Direction: How many lines in the data below contain the word "keypoint"? Reply with the number alone.

[Extracted data entries]
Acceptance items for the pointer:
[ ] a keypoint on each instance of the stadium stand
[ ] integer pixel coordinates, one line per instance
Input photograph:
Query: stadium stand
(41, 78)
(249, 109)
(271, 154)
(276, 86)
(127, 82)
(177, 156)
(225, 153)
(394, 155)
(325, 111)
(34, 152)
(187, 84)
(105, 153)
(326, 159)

--

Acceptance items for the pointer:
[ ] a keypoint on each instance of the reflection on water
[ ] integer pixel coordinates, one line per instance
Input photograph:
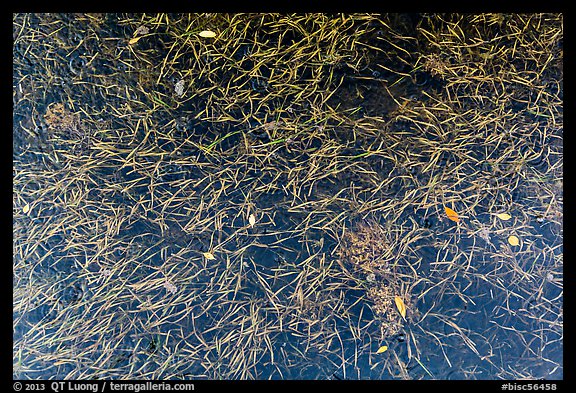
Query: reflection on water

Solution to this exercise: 2